Print every one of the rows below word for word, but leave the pictures out.

═════ INFORMATION SUPPLIED

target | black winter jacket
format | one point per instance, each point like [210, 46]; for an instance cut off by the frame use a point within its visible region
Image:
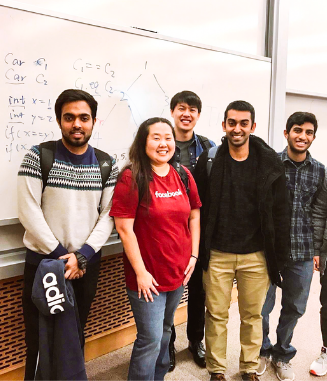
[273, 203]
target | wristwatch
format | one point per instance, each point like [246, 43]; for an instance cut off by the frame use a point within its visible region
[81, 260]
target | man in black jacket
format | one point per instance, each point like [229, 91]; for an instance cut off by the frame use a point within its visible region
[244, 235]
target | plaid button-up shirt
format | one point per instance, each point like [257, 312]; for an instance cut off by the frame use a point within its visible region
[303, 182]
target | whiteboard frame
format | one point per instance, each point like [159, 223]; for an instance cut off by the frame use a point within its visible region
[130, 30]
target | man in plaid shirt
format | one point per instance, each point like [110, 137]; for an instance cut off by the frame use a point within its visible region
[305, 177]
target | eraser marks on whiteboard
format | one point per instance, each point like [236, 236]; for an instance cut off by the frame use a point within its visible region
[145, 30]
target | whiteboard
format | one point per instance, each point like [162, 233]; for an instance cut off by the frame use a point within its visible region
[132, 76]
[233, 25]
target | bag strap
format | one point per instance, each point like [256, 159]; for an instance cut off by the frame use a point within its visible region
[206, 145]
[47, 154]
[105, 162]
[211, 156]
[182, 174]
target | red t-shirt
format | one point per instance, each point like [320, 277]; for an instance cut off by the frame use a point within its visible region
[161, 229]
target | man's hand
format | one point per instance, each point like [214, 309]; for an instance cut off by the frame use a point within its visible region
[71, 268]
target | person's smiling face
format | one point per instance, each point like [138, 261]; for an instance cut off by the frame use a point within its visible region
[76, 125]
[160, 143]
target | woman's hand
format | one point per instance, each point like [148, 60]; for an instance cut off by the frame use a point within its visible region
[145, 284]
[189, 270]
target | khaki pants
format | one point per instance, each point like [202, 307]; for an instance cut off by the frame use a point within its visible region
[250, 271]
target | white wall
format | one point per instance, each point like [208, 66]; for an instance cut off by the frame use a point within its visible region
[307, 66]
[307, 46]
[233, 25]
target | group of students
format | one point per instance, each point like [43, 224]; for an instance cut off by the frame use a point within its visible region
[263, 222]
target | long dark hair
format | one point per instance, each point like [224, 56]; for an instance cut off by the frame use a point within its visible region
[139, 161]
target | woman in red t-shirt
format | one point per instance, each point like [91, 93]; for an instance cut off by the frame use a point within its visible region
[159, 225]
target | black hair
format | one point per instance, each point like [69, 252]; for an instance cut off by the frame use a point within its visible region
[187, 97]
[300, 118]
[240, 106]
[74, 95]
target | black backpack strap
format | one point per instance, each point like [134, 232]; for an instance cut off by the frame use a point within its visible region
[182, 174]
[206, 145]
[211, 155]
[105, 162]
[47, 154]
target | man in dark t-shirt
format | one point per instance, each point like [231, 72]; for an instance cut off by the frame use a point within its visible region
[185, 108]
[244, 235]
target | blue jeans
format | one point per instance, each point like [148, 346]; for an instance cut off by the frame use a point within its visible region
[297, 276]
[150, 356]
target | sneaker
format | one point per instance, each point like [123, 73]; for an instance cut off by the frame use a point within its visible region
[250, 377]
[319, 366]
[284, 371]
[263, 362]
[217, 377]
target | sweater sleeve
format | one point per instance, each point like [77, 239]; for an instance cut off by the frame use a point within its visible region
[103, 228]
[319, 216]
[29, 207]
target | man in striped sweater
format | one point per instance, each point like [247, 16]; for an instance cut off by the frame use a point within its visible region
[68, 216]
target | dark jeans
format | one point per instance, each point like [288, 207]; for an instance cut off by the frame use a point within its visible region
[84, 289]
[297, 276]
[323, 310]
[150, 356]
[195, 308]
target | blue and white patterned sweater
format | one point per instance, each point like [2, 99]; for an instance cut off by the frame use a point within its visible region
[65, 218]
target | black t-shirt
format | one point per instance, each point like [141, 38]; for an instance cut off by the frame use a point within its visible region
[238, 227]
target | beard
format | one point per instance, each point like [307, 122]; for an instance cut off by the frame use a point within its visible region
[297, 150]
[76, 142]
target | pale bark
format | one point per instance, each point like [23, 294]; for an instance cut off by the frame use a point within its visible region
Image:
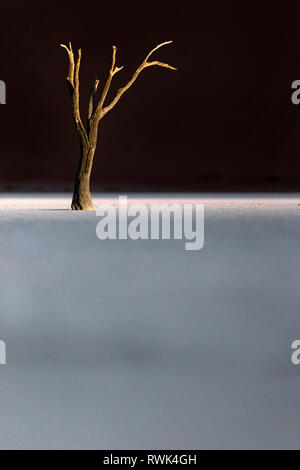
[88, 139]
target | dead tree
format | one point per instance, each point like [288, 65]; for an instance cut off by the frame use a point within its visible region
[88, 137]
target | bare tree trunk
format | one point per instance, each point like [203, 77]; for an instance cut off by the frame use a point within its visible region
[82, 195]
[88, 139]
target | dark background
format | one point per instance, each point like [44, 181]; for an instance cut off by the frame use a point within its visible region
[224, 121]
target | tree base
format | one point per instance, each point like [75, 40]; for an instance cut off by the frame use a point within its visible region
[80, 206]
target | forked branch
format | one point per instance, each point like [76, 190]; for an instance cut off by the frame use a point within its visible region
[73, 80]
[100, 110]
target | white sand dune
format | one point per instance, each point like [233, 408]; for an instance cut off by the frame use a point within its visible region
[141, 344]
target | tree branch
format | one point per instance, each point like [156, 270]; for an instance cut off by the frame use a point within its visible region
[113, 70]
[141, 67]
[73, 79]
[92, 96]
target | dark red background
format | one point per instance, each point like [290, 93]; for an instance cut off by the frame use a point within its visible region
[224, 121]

══════════

**THE REPLY:**
target | black winter jacket
format | one point per instance, each point like [210, 46]; for an instance cut off by the frame use a point within its visible region
Image:
[273, 203]
target | wristwatch
format | one point per instance, each point like [246, 43]; for an instance cut off by the frame use a point within its visible region
[81, 260]
target | man in black jacket
format | one point per instance, each point like [229, 91]; for an instance cut off by the frame use a point within its visible region
[244, 235]
target | plaid button-up shirt
format | one point per instance, each point like [257, 312]; for an instance cut off by the frame use a point within its visible region
[303, 182]
target | whiteboard frame
format | one point per instance, each point like [159, 223]; for an instance cut off by the frame use a point within its visible region
[130, 30]
target | man in plaid shirt
format | one point per instance, each point like [110, 137]; for an instance cut off by the frame use a point within its visible region
[305, 177]
target | eraser marks on whiteboard
format | one point per instance, each point like [236, 236]; for an instance cut off by the frame use a point within its visible region
[145, 30]
target | whiteboard
format | one point per instance, each point like [162, 233]; for an instance cut off by the frame use a point within its visible region
[132, 76]
[233, 25]
target | bag strap
format | one point per instance, each point like [256, 159]; for an instance cut off by the frame use a point within its visible region
[206, 145]
[47, 154]
[105, 162]
[211, 156]
[182, 174]
target | red t-shirt
format | one point per instance, each point like [320, 277]; for an instance cut off by the frame use a point within its visible region
[161, 229]
target | man's hand
format | one point per instance, each point like [214, 309]; for an instance cut off by the frame use a point within its visible region
[71, 268]
target | person's smiling face
format | one point per instance, each point like [138, 261]; for an instance cut off by the frame use a point within its visible region
[76, 125]
[160, 143]
target | woman's hand
format | one point per instance, each point like [148, 60]; for an instance cut off by the frame use a point within its visible region
[145, 284]
[189, 270]
target | khaki pants
format | one point per instance, each point like [202, 307]; for an instance cut off by the frame use a point within its visible region
[250, 271]
target | white wall
format | one point per instance, each point like [208, 66]; for an instance cut off by the frame use a point within its visible region
[307, 66]
[307, 46]
[233, 25]
target | group of students
format | one point per instance, each point like [43, 224]; for an instance cut off by the frame use a point within its visible region
[263, 222]
target | long dark hair
format | one point per instance, each point like [224, 56]; for an instance cut off by the frame use a point within its visible region
[139, 161]
target | woman in red t-shirt
format | one point per instance, each point like [91, 93]; for an instance cut off by the frame use a point within its visible region
[159, 225]
target | black hair
format | one point per instance, each point like [69, 252]; for an instance cut off by the frame use a point within its visible region
[187, 97]
[300, 118]
[240, 106]
[74, 95]
target | black backpack strap
format | one point per instance, each point like [134, 232]; for an instance cut off by the frame use a point within its visible region
[182, 174]
[206, 145]
[211, 155]
[105, 162]
[47, 154]
target | man in dark t-shirt
format | one point per instance, each point like [231, 72]; for an instance cut off by the frame use a point within its visible region
[185, 108]
[244, 235]
target | blue jeans
format | one point per instance, each point like [148, 346]; for an instance cut off by the frame use a point within its visible region
[297, 276]
[150, 356]
target | sneaker
format | one point per instance, each point like [123, 73]; for an instance cut off by the frame use a point within its visible region
[250, 377]
[319, 366]
[284, 371]
[263, 362]
[217, 377]
target | sweater sleeve
format | one point per instance, each point like [77, 239]; for an instance cut off by the frame use a point within its visible region
[103, 228]
[319, 216]
[29, 207]
target | man in striped sweater
format | one point per instance, each point like [247, 16]; for an instance cut off by the frame use a point within its visible region
[68, 216]
target | dark jeans
format | one point per instance, each point like [288, 207]; for an instance cut off by the frame use a point within its visible region
[84, 289]
[297, 276]
[323, 310]
[150, 356]
[195, 308]
target | blue and white patterned sweater
format | one point per instance, each point like [2, 99]; for an instance cut off by the frame use a point within its visible region
[65, 218]
target | black t-shirt
format | one point per instance, each point like [141, 38]; for an instance cut off by the frame use a point within its visible region
[238, 227]
target | beard
format | one point per instance, each point like [307, 122]; for an instance cut off by the frame use a point within its visible region
[297, 150]
[76, 142]
target | pale bark
format | one point per instance, each point like [23, 294]; for an instance cut off by the frame use a point within its visible region
Image:
[88, 139]
target | dead tree
format | one point per instance, each point like [288, 65]; for an instance cut off by the frame use a point within its visible region
[88, 137]
target | bare tree trunk
format | one point per instance, each point like [203, 77]; for an instance cut off by the frame use a point within its visible region
[82, 195]
[88, 139]
target | dark background
format | one point per instance, each point like [44, 181]; for an instance cut off by the frame use a point within its visible region
[224, 121]
target | tree base
format | one point per instance, each point like [75, 40]; for an instance cut off by the frame use a point within its visible region
[80, 206]
target | forked branch
format | one point per instance, each point like [76, 190]; for an instance cut off by the frame use a point within its visible region
[73, 80]
[100, 110]
target | white sand dune
format | one point per instance, each point like [233, 408]; for an instance cut off by the frame use a point within its visible region
[141, 344]
target | tree branch
format | one point per instance, each point like [156, 270]; for an instance cut off by the frame use a point within its visible region
[113, 70]
[141, 67]
[73, 79]
[92, 96]
target | dark red background
format | one point per instance, each point like [290, 93]; for an instance cut off by the frame use a point within its visible region
[224, 121]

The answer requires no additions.